The request:
Could you set out every line of the records below as a JSON list of strings, one string per line, with blank lines dropped? Leave the pictures out of your answer.

_ _ _ _ _ _ _

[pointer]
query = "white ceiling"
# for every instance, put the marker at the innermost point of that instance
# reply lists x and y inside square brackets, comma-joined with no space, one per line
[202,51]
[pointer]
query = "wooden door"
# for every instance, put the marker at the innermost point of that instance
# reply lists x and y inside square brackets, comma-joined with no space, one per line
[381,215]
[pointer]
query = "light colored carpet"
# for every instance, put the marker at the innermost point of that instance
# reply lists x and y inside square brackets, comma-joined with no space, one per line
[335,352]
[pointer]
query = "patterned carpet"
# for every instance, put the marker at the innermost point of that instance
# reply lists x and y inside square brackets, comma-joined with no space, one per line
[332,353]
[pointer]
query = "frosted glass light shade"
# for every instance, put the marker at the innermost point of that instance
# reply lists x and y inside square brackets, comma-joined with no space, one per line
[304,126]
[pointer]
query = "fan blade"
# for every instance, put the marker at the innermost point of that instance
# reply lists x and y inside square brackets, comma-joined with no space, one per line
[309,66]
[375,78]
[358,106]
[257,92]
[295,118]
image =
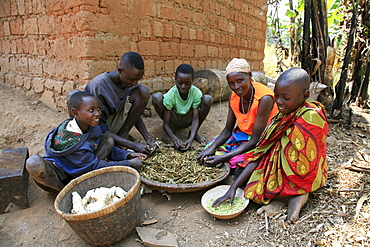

_ _ _ _ _ _ _

Response for this exercise:
[
  "[pointer]",
  "query = \"white ceiling\"",
  "# for every instance, put the marker at the innermost point of that instance",
  "# reply lists x and y inside square brackets, comma-joined with no space, one per line",
  "[202,51]",
  "[pointer]",
  "query = \"wooden door\"",
  "# for every instance, put the marker at the innermost point of that instance",
  "# reply lists x and y inside square brackets, comma-joined with no space, one per line",
  "[381,215]",
  "[pointer]",
  "query = \"light colored carpet\"",
  "# for every instance, put the marker at the innermost point of that instance",
  "# reply lists x and y inside square brackets, comma-joined with no space, one per line",
  "[335,352]",
  "[pointer]",
  "query = \"patterned carpet\"",
  "# for every instance, put the marker at the innermost point of that instance",
  "# reply lists x and y inside square brackets, comma-joined with no space, one per line",
  "[332,353]",
  "[pointer]",
  "query = \"frosted glass light shade\"",
  "# for every instance, put the marker at the innermost point of that instance",
  "# reply lists x and y inside square brackets, comma-joined with no space, one per line",
  "[304,126]",
  "[pointer]",
  "query = \"fan blade\"",
  "# for every instance, put the marker at the innermost point of that instance",
  "# reply lists x and y inside square brackets, comma-joined with no space, one per line",
  "[309,66]",
  "[375,78]",
  "[358,106]",
  "[257,92]",
  "[295,118]",
  "image ="
]